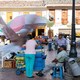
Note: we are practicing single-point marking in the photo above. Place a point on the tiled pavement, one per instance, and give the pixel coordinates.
(9, 74)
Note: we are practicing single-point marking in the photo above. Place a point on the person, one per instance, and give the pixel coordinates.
(60, 58)
(49, 44)
(60, 41)
(30, 56)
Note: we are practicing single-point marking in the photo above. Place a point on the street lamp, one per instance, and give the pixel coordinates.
(73, 52)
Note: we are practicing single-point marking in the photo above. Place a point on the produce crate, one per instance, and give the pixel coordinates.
(9, 63)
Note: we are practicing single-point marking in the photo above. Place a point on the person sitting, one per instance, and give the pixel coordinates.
(61, 56)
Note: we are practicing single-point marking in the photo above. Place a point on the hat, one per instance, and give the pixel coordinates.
(63, 46)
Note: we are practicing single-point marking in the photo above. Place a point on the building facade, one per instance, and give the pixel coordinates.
(60, 10)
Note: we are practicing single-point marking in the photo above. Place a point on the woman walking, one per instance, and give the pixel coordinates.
(30, 56)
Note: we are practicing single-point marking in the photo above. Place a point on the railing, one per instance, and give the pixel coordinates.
(60, 1)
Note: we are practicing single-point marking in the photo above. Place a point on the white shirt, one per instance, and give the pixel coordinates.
(30, 47)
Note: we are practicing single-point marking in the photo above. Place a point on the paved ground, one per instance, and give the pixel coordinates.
(9, 74)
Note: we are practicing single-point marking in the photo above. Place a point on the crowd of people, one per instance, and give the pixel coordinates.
(62, 44)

• [Aim]: Starting at the line containing "on the paved" and ending with the last of the lines, render those lines as a two-column CSV with headers instruction and reply. Give one row per line and its answer, each in a single quoted field with line breaks replaced by spaces.

• [Exercise solution]:
instruction,reply
"Note: we are practicing single-point marking in the photo above. Place a point on the paved ground, one per instance, and give the pixel coordinates.","(9, 74)"
"Note: we are practicing single-point marking in the photo above. Place a point on the crowd of people, one per instance, and give the pixel coordinates.","(62, 44)"